* Begin Input rows *

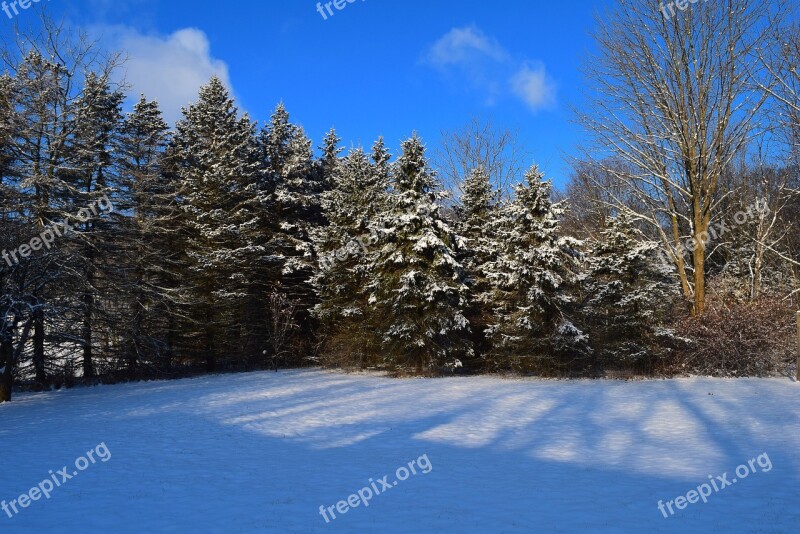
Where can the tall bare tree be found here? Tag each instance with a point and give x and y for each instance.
(677, 96)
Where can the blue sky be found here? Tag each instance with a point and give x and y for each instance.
(373, 68)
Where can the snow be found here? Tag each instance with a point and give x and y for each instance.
(263, 451)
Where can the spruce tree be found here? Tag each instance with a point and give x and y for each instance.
(216, 161)
(344, 246)
(298, 182)
(532, 279)
(152, 247)
(628, 292)
(416, 284)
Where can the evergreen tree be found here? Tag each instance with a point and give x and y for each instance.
(151, 251)
(351, 208)
(416, 284)
(298, 184)
(476, 213)
(98, 118)
(628, 291)
(532, 279)
(215, 158)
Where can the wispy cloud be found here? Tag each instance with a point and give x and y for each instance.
(170, 69)
(461, 46)
(480, 60)
(532, 84)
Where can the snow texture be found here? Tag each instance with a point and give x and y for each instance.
(262, 451)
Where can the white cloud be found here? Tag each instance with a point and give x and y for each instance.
(467, 53)
(464, 45)
(532, 84)
(170, 69)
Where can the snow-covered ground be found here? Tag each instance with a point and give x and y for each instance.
(263, 451)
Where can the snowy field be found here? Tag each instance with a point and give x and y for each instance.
(264, 451)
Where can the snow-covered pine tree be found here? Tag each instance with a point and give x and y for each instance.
(151, 254)
(289, 162)
(98, 119)
(416, 284)
(330, 160)
(628, 290)
(215, 158)
(476, 213)
(532, 278)
(351, 208)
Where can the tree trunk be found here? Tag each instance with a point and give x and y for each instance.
(7, 362)
(88, 365)
(699, 281)
(38, 347)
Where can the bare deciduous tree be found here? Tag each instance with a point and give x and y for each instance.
(677, 98)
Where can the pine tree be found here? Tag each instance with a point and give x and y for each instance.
(628, 290)
(98, 118)
(531, 279)
(215, 158)
(476, 213)
(151, 250)
(351, 208)
(298, 183)
(416, 284)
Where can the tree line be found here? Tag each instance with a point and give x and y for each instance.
(233, 245)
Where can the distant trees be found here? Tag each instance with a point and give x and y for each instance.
(676, 99)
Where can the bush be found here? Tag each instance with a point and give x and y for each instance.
(738, 339)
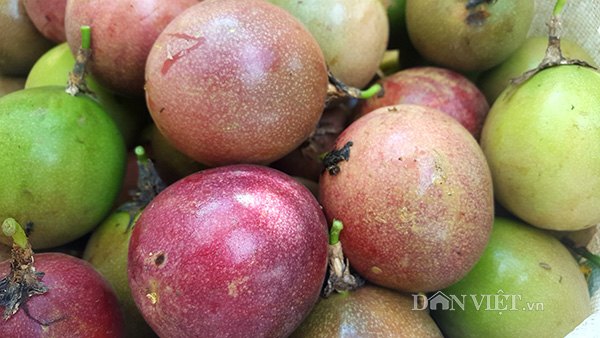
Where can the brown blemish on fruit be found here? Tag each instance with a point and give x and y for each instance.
(233, 286)
(171, 58)
(160, 259)
(477, 12)
(153, 297)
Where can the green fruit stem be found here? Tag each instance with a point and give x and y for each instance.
(77, 76)
(85, 37)
(140, 152)
(10, 227)
(559, 6)
(589, 256)
(334, 233)
(374, 89)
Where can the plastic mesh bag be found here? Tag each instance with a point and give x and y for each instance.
(581, 23)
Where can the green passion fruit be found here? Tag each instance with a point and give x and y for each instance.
(542, 143)
(62, 160)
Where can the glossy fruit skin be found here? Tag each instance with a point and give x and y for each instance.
(20, 42)
(493, 81)
(62, 160)
(520, 260)
(339, 26)
(415, 198)
(434, 87)
(439, 30)
(252, 96)
(122, 34)
(542, 143)
(107, 252)
(369, 311)
(237, 250)
(48, 16)
(52, 69)
(78, 294)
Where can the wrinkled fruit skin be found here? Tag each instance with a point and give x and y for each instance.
(238, 250)
(415, 198)
(251, 96)
(80, 300)
(339, 26)
(523, 267)
(443, 33)
(542, 143)
(48, 16)
(366, 312)
(62, 160)
(437, 88)
(122, 33)
(20, 42)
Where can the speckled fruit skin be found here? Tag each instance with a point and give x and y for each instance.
(542, 143)
(62, 160)
(439, 30)
(48, 16)
(236, 82)
(340, 26)
(369, 311)
(78, 294)
(122, 34)
(20, 42)
(434, 87)
(238, 251)
(522, 266)
(415, 198)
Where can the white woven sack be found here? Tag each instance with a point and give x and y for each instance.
(581, 24)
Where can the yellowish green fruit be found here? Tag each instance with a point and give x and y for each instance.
(52, 69)
(62, 160)
(492, 82)
(542, 143)
(526, 284)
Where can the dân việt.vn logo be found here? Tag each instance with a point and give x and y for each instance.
(485, 302)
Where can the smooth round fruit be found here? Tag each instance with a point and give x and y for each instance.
(62, 160)
(79, 301)
(369, 311)
(340, 26)
(534, 286)
(122, 34)
(48, 16)
(107, 252)
(52, 69)
(450, 35)
(492, 82)
(415, 198)
(434, 87)
(237, 250)
(542, 143)
(236, 82)
(9, 84)
(20, 42)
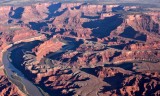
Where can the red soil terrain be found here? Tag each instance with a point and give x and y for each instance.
(8, 89)
(90, 50)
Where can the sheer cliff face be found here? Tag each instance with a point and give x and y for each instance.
(9, 89)
(88, 49)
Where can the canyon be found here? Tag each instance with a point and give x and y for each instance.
(79, 49)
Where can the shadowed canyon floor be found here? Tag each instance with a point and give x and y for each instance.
(79, 49)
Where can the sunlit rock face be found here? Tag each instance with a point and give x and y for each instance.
(82, 49)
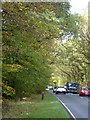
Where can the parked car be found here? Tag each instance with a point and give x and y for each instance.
(54, 89)
(61, 89)
(84, 91)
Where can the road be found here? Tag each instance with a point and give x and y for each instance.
(78, 106)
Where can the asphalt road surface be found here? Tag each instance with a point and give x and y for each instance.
(78, 106)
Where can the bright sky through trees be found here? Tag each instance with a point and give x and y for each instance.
(79, 6)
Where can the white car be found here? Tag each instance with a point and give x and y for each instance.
(61, 89)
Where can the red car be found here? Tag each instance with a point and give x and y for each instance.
(84, 91)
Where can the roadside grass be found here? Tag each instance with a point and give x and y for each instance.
(49, 107)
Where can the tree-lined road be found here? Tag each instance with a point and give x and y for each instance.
(79, 106)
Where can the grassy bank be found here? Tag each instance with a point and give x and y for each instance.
(50, 107)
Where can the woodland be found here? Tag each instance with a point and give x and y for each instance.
(42, 43)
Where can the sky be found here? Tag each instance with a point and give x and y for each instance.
(79, 6)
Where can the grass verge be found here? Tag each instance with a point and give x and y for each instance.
(50, 107)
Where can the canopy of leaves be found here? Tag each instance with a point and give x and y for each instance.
(30, 32)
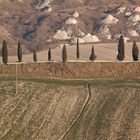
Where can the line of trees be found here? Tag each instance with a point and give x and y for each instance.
(120, 55)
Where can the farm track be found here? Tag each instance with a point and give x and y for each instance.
(66, 112)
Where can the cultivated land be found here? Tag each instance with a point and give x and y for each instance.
(69, 110)
(104, 52)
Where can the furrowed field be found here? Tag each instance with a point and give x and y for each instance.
(69, 110)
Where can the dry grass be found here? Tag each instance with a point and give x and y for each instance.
(70, 112)
(104, 52)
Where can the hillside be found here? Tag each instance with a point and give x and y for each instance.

* End Input rows *

Restate the whole of the material word for word without the pictures.

● **Answer to the problem**:
Where can the tall bare tree be found here? Tag each instance with a point and give x and y for each instance.
(677, 96)
Where can the blue sky be found here? Tag each instance with a point and give x and y for each instance.
(373, 68)
Where can the snow be found here? Tag each instance with a point and give x and y for each instance.
(263, 451)
Where can the spruce tree be found here? Tag each instance with a point and give x and y for each instance.
(216, 161)
(344, 246)
(298, 182)
(532, 279)
(152, 247)
(628, 292)
(416, 284)
Where can the evergreen tree be found here? Tag each instance with a point and give x and y for each instance.
(151, 251)
(351, 208)
(416, 284)
(298, 184)
(476, 213)
(98, 118)
(628, 291)
(532, 279)
(215, 158)
Where can the wispy cloud be found here? Tag each instance with a point and give x and y for each instance.
(170, 69)
(461, 46)
(480, 60)
(532, 84)
Where can the snow texture be found here? Tag each instance with a point and give x and y for each instance.
(262, 451)
Where can the white cloud be found here? Tag each instance with a point and give x and y for each instance.
(467, 53)
(464, 45)
(532, 84)
(170, 69)
Where can the snow-covered ground be found here? Tag each instance with a point and give x and y for each instance.
(263, 451)
Where can the snowy field be found here? Tag each instance with a point and give x and y for each instance.
(264, 451)
Where can the snow-covered pine tree be found here? Tag each instance with a point and give x and y for each instance.
(151, 254)
(289, 162)
(98, 119)
(416, 284)
(330, 160)
(628, 290)
(215, 158)
(476, 213)
(532, 278)
(351, 208)
Where can the tree trunk be found here? Tag each instance with a point and give x and y for each instance.
(7, 362)
(88, 365)
(699, 281)
(38, 347)
Where can the bare deciduous tree be found here? Tag each instance with a point and give x and y for each instance.
(677, 98)
Where can the pine tree be found here? Tag each instance with a point and give x and y for each instance.
(628, 290)
(98, 118)
(531, 279)
(215, 158)
(476, 213)
(151, 250)
(351, 208)
(298, 183)
(416, 284)
Where can the tree line be found here? Tag each instance with a point and give x and y for each instance.
(233, 245)
Where can the distant trees be found here? Tag each instance with a point and give x and y for each instance.
(676, 99)
Where can the bush be found here? Tag each instance with a point and give x and y for each instance.
(738, 339)
Where can the brown blemish on fruit be found here? Tag each instance with a point and give x and y for each instance.
(233, 286)
(171, 58)
(160, 259)
(477, 12)
(153, 297)
Where can the green fruit stem be found here? Tag each instance with a point and give x and y for each instance.
(77, 76)
(85, 37)
(140, 152)
(10, 227)
(559, 6)
(589, 256)
(334, 233)
(374, 89)
Where can the plastic mesh bag be found here? Tag each instance with a point and give x and y for each instance.
(581, 23)
Where can the green passion fruit be found here? Tag each instance with a point and give x and y for each instance.
(542, 143)
(62, 160)
Where can the glossy fruit skin be found here? Tag each instance with a point and give x and y for each instance.
(20, 42)
(493, 81)
(62, 160)
(520, 260)
(339, 26)
(415, 198)
(434, 87)
(439, 30)
(252, 96)
(122, 34)
(542, 143)
(107, 252)
(369, 311)
(237, 250)
(48, 16)
(52, 69)
(78, 294)
Where can the wrinkled fruit skin be found here? Tag each instance with a point and give x and y for each instance.
(238, 250)
(415, 198)
(251, 96)
(80, 300)
(339, 26)
(523, 267)
(443, 33)
(542, 143)
(48, 16)
(366, 312)
(62, 160)
(437, 88)
(122, 33)
(20, 42)
Where can the speckled fruit skin be found here? Tag each instance with a point and give x and y for each instance.
(542, 143)
(62, 160)
(439, 30)
(48, 16)
(236, 82)
(340, 26)
(369, 311)
(78, 294)
(122, 34)
(20, 42)
(434, 87)
(238, 251)
(522, 266)
(415, 198)
Where can the white woven sack be found here? Tag each instance with a point and give x and y for each instance.
(581, 24)
Where can the yellowish green fruit be found here? Tag each instance with a point and give x and y for each instance.
(52, 69)
(62, 160)
(492, 82)
(542, 143)
(526, 284)
Where can the dân việt.vn logo be found here? Tag each instance with a point and give x and y for each instance.
(485, 302)
Where can the smooth round fruit be found here? Tag each instance with a point and give x and y for each instance.
(62, 160)
(79, 301)
(369, 311)
(340, 26)
(534, 286)
(122, 34)
(48, 16)
(107, 252)
(52, 69)
(450, 35)
(492, 82)
(415, 198)
(434, 87)
(237, 250)
(542, 143)
(236, 82)
(9, 84)
(20, 42)
Where can the red soil terrain be found here? Tag each instance with a point and give x and y for each instance.
(8, 89)
(90, 50)
Where can the sheer cliff face be found here? Tag each instance with a point and give x and y for each instance.
(9, 89)
(88, 49)
Where can the canyon be found here? Tag each instance with a point and give x and y for each instance.
(79, 49)
Where can the shadowed canyon floor be found here? Tag each instance with a point and give x and y for each instance.
(79, 49)
Where can the sunlit rock face be found here? Tag each instance with a point and give x and y for each instance.
(82, 49)
Where can the parked car be found here? Tag each instance with a point and give x and y for each instance.
(54, 89)
(61, 89)
(84, 91)
Where can the road be found here? Tag each instance with a point and give x and y for each instance.
(78, 106)
Where can the asphalt road surface be found here? Tag each instance with a point and give x and y for each instance.
(78, 106)
Where can the bright sky through trees be found here? Tag each instance with a point and give x and y for each instance.
(79, 6)
Where can the white car be found here? Tag each instance with a point and give x and y for each instance.
(61, 89)
Where can the red car be found here? Tag each instance with a point and give x and y for each instance.
(84, 91)
Where can the roadside grass be found here? Tag each instance with a point and give x and y for each instance.
(49, 107)
Where can the tree-lined road be found here? Tag each instance with a point and give x and y for each instance.
(79, 106)
Where can the grassy bank be found here? Tag each instance with a point and give x and y for each instance.
(50, 107)
Where can the woodland be found here? Tag each instance with a point and give x and y for each instance.
(42, 43)
Where can the sky be found here? Tag each instance with a point and give x and y for each instance.
(79, 6)
Where can the grass verge be found here? Tag each instance with a point and give x and y for each instance.
(50, 107)
Where can the canopy of leaves be found here? Tag each instance with a point and give x and y for each instance.
(30, 32)
Where can the line of trees be found here? Tag each instance with a point and give x and y for each instance.
(120, 55)
Where can the farm track be found here? Tag each instance with a point and give x and y for each instance.
(66, 112)
Where can the cultivated land be found here? Tag each instance with a point and give x and y for each instance.
(69, 110)
(104, 52)
Where can the furrowed field be found here? Tag each instance with a point and give x and y for each instance.
(69, 110)
Where can the dry grass be found here? Tag each instance with a point and give x and y for each instance.
(70, 112)
(104, 52)
Where can the hillside be found here? Tag each instance with a point and give x and y for each instance.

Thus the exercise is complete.